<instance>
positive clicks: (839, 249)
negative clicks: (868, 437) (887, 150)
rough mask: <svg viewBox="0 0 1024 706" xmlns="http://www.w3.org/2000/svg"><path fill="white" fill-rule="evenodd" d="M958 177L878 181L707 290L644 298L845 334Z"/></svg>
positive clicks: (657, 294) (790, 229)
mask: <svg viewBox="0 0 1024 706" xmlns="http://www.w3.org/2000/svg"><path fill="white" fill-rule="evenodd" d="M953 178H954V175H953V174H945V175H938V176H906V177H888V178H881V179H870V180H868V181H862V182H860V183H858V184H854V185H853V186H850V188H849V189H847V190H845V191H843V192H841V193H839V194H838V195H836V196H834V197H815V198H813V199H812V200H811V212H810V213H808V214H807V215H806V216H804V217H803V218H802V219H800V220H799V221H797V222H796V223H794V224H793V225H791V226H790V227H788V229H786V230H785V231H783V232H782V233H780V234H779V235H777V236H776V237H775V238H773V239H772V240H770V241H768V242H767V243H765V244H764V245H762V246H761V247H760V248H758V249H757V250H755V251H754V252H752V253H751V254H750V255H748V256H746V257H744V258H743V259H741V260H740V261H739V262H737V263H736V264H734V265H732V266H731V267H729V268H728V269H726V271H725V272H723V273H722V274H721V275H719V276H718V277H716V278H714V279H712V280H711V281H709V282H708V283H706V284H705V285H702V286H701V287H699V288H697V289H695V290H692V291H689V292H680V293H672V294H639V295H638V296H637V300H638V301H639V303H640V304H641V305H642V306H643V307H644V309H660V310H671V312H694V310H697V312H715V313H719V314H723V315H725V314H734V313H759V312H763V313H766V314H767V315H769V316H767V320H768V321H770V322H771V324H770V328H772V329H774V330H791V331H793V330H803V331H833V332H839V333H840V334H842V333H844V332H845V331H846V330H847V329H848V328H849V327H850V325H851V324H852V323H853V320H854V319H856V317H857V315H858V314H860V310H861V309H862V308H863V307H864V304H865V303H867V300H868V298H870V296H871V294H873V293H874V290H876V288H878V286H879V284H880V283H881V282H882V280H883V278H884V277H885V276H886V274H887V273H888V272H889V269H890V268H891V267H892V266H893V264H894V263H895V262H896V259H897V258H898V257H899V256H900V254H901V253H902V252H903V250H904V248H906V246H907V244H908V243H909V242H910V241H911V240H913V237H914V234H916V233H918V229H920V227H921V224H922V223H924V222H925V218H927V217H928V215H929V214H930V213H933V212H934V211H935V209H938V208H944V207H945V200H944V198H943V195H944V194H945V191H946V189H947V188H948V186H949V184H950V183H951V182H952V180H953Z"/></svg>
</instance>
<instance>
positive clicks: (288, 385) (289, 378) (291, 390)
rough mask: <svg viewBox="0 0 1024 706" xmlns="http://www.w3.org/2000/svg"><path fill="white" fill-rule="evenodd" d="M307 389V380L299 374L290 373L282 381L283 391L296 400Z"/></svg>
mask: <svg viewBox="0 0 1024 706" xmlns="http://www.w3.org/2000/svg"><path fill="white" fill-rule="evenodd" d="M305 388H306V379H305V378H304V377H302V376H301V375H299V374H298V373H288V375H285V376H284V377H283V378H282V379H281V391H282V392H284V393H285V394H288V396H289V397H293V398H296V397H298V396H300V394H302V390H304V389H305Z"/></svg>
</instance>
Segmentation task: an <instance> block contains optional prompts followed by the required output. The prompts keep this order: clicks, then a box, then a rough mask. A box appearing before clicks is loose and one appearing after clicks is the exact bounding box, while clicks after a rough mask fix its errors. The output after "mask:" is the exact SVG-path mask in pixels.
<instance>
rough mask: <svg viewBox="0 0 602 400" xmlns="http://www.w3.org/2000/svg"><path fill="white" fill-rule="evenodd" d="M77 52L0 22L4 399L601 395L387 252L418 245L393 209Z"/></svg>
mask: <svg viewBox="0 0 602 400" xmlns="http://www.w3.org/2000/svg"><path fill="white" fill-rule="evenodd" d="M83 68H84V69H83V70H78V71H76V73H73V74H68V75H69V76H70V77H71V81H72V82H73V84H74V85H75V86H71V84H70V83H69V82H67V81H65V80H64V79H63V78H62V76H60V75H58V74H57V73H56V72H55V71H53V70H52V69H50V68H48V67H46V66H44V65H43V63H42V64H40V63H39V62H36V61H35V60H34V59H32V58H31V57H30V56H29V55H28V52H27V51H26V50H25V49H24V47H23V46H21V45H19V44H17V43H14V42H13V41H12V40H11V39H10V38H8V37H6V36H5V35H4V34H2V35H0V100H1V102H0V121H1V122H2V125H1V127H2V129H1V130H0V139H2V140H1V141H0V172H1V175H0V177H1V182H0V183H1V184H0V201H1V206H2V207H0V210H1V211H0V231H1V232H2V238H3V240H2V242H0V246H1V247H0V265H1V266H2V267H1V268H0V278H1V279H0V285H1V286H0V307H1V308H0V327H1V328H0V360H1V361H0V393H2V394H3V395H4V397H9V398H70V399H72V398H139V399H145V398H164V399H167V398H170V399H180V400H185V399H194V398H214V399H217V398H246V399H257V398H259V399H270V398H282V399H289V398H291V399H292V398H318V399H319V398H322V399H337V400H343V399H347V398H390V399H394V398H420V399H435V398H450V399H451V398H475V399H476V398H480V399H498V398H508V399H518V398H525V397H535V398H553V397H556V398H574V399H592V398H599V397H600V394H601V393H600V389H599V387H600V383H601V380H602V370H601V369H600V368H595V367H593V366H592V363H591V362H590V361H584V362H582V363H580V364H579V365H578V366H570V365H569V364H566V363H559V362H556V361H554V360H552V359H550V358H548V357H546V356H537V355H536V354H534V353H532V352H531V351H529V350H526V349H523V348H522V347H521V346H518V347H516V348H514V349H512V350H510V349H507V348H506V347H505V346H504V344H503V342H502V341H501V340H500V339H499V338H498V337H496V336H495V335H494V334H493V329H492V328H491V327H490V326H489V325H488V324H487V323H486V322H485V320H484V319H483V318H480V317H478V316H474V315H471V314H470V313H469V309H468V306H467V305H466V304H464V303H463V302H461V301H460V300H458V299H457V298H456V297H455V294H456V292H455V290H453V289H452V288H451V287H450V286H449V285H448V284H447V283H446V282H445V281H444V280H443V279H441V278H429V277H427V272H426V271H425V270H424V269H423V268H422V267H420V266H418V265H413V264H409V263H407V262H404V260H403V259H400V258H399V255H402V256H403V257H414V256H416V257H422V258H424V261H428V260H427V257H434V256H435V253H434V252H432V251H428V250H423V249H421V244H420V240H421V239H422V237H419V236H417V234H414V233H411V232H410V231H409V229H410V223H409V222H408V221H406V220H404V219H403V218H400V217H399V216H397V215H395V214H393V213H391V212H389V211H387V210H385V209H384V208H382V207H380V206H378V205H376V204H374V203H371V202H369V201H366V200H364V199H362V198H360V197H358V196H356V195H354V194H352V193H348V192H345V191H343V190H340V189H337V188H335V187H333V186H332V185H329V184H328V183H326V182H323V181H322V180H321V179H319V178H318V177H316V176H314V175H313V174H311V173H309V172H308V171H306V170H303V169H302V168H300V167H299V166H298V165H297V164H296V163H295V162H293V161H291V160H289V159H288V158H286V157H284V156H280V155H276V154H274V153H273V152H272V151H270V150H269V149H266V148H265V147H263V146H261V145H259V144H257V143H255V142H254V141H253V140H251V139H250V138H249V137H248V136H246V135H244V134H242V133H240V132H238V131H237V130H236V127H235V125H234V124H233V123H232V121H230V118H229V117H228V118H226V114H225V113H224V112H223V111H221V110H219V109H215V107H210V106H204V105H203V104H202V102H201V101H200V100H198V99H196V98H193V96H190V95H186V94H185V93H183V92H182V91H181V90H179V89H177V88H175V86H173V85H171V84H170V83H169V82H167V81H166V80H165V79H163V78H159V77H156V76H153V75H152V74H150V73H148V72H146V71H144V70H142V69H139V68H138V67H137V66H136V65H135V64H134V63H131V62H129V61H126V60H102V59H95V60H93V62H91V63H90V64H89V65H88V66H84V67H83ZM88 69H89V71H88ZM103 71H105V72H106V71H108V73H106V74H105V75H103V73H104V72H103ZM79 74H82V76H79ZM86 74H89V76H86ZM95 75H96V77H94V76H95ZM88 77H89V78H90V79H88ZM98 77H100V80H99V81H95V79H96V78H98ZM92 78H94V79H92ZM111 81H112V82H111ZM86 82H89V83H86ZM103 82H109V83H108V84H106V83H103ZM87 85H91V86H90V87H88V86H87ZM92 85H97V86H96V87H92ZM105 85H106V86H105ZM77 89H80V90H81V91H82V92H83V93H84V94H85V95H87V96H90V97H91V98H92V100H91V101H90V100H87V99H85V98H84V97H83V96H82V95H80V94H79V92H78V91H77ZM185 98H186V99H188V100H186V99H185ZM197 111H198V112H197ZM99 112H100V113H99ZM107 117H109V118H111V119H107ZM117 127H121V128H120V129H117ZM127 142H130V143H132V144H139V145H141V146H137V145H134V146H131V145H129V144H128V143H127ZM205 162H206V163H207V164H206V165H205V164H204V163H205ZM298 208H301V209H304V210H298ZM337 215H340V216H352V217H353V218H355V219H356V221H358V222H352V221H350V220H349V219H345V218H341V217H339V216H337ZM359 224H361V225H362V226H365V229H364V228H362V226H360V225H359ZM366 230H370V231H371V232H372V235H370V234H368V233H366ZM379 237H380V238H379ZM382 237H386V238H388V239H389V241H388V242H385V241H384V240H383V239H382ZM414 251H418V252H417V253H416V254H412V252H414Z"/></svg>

======

Prompt: Copy only this part of the entries above: the line with "positive clicks: (839, 249)", the line with "177L878 181L707 290L644", and the lines between, all exactly as written.

Response below:
positive clicks: (839, 249)
negative clicks: (868, 437) (887, 150)
rough mask: <svg viewBox="0 0 1024 706" xmlns="http://www.w3.org/2000/svg"><path fill="white" fill-rule="evenodd" d="M958 177L878 181L707 290L644 298L845 334Z"/></svg>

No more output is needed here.